> [EXERCISE REQUIREMENTS]: Return exactly the lines that run from the one containing "# test: identify the green hedge" to the end of the entries, with both ends included.

> [MATERIAL FOR THE TASK]:

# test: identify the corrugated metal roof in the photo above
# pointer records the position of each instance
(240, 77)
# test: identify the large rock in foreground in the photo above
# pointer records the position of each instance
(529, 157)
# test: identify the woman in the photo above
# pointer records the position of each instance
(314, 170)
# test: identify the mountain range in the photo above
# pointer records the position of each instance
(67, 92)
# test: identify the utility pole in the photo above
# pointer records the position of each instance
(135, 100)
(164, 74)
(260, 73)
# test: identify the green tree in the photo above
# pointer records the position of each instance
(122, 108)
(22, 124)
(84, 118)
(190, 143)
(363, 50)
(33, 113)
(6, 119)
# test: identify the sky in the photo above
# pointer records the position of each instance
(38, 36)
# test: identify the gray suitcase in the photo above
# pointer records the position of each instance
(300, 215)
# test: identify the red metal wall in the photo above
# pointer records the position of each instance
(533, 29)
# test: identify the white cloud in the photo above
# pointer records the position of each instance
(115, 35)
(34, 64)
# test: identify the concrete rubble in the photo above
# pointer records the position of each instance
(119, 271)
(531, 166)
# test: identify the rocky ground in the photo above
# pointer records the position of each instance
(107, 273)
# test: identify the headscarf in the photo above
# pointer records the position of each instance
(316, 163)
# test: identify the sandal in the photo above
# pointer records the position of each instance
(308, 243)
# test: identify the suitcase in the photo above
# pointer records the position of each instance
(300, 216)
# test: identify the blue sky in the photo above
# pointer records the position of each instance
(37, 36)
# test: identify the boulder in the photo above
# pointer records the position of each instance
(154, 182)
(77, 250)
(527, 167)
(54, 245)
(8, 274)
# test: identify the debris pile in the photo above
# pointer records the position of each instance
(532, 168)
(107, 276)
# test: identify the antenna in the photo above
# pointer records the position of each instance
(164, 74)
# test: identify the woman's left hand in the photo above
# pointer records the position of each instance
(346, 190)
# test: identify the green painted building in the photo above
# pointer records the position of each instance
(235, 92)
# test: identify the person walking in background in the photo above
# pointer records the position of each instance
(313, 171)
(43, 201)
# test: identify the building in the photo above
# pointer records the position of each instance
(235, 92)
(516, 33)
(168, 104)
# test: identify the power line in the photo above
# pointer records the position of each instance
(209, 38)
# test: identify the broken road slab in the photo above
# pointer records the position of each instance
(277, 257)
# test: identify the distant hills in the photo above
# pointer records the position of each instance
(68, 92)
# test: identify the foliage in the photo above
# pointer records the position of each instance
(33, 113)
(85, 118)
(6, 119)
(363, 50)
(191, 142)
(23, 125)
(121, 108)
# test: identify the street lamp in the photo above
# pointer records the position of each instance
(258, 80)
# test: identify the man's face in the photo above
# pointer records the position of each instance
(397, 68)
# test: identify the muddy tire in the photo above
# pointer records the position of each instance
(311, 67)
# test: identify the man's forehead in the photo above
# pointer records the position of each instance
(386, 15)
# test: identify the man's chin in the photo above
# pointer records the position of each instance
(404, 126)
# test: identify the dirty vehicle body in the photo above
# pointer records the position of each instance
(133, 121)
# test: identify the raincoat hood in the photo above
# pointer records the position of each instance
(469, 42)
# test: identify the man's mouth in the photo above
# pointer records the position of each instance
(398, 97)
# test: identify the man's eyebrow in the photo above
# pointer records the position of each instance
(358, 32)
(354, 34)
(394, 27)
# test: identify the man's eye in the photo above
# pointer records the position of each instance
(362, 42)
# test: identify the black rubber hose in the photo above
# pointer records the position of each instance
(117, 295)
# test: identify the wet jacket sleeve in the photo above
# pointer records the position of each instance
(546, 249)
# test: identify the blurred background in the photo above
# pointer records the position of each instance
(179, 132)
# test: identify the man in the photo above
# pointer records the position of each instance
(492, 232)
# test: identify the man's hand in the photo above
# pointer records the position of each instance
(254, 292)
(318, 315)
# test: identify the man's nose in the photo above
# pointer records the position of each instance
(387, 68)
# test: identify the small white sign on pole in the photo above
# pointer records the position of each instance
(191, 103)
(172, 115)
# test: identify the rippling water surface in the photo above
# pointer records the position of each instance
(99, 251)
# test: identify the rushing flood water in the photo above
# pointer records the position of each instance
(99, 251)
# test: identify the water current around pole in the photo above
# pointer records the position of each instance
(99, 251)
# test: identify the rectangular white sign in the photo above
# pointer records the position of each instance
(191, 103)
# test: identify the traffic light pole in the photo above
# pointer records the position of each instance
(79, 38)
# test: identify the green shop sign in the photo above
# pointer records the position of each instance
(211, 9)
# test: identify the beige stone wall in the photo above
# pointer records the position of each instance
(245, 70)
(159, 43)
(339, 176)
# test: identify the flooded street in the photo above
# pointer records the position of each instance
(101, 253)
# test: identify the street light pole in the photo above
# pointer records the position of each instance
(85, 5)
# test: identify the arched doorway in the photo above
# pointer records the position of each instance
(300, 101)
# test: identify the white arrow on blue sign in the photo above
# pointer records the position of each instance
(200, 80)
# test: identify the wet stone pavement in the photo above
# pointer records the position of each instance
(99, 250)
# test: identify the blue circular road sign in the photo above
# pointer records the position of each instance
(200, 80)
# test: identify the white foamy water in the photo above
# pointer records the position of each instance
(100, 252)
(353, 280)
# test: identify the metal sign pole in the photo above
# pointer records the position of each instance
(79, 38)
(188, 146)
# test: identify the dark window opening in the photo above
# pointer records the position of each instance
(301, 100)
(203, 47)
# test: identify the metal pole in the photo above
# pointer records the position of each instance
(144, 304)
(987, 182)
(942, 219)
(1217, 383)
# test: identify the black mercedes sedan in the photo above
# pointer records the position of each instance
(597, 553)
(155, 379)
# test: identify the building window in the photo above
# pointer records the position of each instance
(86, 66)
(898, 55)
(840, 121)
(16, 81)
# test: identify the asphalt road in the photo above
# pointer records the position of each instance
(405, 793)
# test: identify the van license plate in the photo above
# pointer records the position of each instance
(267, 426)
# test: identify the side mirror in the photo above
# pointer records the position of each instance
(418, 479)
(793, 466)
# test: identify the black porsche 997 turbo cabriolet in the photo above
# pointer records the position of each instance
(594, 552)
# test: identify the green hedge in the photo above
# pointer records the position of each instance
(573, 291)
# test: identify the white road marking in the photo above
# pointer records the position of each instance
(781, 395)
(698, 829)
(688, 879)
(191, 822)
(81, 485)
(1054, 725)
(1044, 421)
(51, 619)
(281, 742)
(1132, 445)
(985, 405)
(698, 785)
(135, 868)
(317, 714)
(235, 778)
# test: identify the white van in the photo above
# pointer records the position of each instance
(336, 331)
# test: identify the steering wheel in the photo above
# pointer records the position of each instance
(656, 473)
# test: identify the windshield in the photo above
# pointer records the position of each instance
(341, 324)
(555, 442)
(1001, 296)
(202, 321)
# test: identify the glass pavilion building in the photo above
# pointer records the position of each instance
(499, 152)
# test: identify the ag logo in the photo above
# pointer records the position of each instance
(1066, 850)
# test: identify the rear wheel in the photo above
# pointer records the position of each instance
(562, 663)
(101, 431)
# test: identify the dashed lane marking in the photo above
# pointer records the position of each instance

> [FINISHED TASK]:
# test: identify the green hedge in the photo above
# pointer records the position of each instance
(573, 291)
# test: identify the white road marking in the photo above
# pointer records the position of each instance
(781, 395)
(698, 829)
(688, 879)
(191, 822)
(81, 485)
(1054, 725)
(1044, 421)
(51, 619)
(281, 742)
(1132, 445)
(985, 405)
(698, 785)
(135, 868)
(317, 714)
(235, 778)
# test: identify the white van in the photo above
# pointer records the position of each instance
(336, 331)
# test: identify the steering wheel in the photo above
# pointer records the position of each instance
(656, 473)
# test: identify the windshield in the photo above
# pointer records the position of each instance
(341, 324)
(555, 442)
(1001, 296)
(202, 321)
# test: identify the glass pavilion building in the photo above
# pointer records the position of each instance
(499, 152)
# test: identify the ag logo in the photo above
# pointer records the position of each instance
(1066, 850)
# test: identify the rear wheel in the photo above
# pointer records the position of each instance
(562, 663)
(101, 431)
# test: identify the dashed lane marking in the photo above
# pointer records the position of each instance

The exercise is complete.